> _What this exercise asks_
[a] According to the page on the manganese-based aqueous battery paper, on what date was the article published online?
[b] Continue the page on the manganese-based aqueous battery paper from its final line.
Top of Supplied passage
Low-cost and high safe manganese-based aqueous battery for grid energy storage and conversion

Jianhang Huang; Zhaowei Guo; Xiaoli Dong; Duan Bin; Yonggang Wang; Yongyao Xia

doi:10.1016/j.scib.2019.09.020

Low-cost and high safe manganese-based aqueous battery for grid energy storage and conversion

Sci Bull (Beijing). 2019 Dec 15;64(23):1780-1787. doi: 10.1016/j.scib.2019.09.020. Epub 2019 Sep 19.

Authors

Jianhang Huang¹, Zhaowei Guo², Xiaoli Dong², Duan Bin², Yonggang Wang³, Yongyao Xia⁴

Affiliations

¹ Department of Chemistry and Shanghai Key Laboratory of Molecular Catalysis and Innovative Materials, Institute of New Energy, iChEM (Collaborative Innovation Center of Chemistry for Energy Materials), Fudan University, Shanghai 200433, China; School of Materials Science and Engineering, Nanchang Hangkong University, Nanchang 330063, China.
Bottom of Supplied passage
Top of Supplied records
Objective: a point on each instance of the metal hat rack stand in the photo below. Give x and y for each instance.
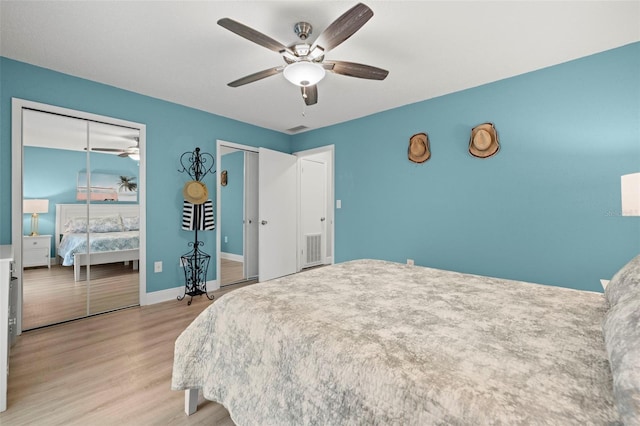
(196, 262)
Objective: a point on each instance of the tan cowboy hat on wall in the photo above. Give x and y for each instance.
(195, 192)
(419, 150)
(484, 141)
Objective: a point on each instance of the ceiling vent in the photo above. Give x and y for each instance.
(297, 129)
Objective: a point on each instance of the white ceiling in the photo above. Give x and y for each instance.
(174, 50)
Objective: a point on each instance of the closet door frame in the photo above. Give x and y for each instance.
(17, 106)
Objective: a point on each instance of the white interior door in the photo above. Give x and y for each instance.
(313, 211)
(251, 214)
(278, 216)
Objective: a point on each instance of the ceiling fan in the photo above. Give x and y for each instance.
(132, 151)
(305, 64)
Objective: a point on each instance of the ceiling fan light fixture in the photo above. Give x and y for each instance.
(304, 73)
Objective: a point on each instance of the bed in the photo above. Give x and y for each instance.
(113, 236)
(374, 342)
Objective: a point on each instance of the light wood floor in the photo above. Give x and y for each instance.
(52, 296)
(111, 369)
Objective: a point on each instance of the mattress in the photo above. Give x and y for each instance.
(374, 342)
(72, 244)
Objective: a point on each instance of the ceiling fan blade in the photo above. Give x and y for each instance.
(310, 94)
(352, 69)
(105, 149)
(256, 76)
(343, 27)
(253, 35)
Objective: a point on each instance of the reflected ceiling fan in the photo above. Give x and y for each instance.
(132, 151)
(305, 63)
Bottom of Supplied records
> _Answers for this exercise_
[a] It was published online on September 19, 2019.

[b]
² Department of Chemistry and Shanghai Key Laboratory of Molecular Catalysis and Innovative Materials, Institute of New Energy, iChEM (Collaborative Innovation Center of Chemistry for Energy Materials), Fudan University, Shanghai 200433, China.
³ Department of Chemistry and Shanghai Key Laboratory of Molecular Catalysis and Innovative Materials, Institute of New Energy, iChEM (Collaborative Innovation Center of Chemistry for Energy Materials), Fudan University, Shanghai 200433, China. Electronic address: ygwang@fudan.edu.cn.
⁴ Department of Chemistry and Shanghai Key Laboratory of Molecular Catalysis and Innovative Materials, Institute of New Energy, iChEM (Collaborative Innovation Center of Chemistry for Energy Materials), Fudan University, Shanghai 200433, China; Key Laboratory of the Ministry of Education for Advanced Catalysis Materials, Department of Chemistry, Zhejiang Normal University, Jinhua 321004, China. Electronic address: yyxia@fudan.edu.cn.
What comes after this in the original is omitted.